» **Work to do**
Display every line of the data below that contains the word "query". Case counts, so match capitalization exactly.

» **The input**
■ ■ ■ ■ ■ ■ ■

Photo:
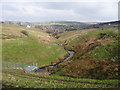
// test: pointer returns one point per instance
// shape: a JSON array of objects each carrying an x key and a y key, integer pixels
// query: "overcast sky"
[{"x": 36, "y": 11}]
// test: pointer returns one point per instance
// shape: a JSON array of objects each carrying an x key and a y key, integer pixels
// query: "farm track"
[{"x": 25, "y": 76}]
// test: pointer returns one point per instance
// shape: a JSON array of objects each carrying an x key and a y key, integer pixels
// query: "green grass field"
[
  {"x": 94, "y": 64},
  {"x": 28, "y": 50},
  {"x": 17, "y": 78}
]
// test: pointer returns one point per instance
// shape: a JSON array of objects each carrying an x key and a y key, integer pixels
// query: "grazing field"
[
  {"x": 94, "y": 64},
  {"x": 29, "y": 50},
  {"x": 17, "y": 78},
  {"x": 96, "y": 54}
]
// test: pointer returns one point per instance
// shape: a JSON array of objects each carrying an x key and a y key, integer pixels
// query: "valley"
[{"x": 92, "y": 62}]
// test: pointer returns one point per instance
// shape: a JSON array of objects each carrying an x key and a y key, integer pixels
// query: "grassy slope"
[
  {"x": 27, "y": 49},
  {"x": 16, "y": 81},
  {"x": 96, "y": 56},
  {"x": 13, "y": 78}
]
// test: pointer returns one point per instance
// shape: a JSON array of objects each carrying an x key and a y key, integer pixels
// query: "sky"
[{"x": 62, "y": 10}]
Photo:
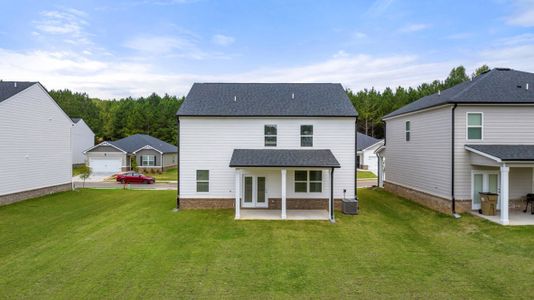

■ ■ ■ ■ ■ ■ ■

» **Answer for the task**
// query: "overcast sky"
// query: "farm track"
// query: "green grass field"
// query: "grazing field"
// query: "valley"
// query: "grassy slope"
// query: "sky"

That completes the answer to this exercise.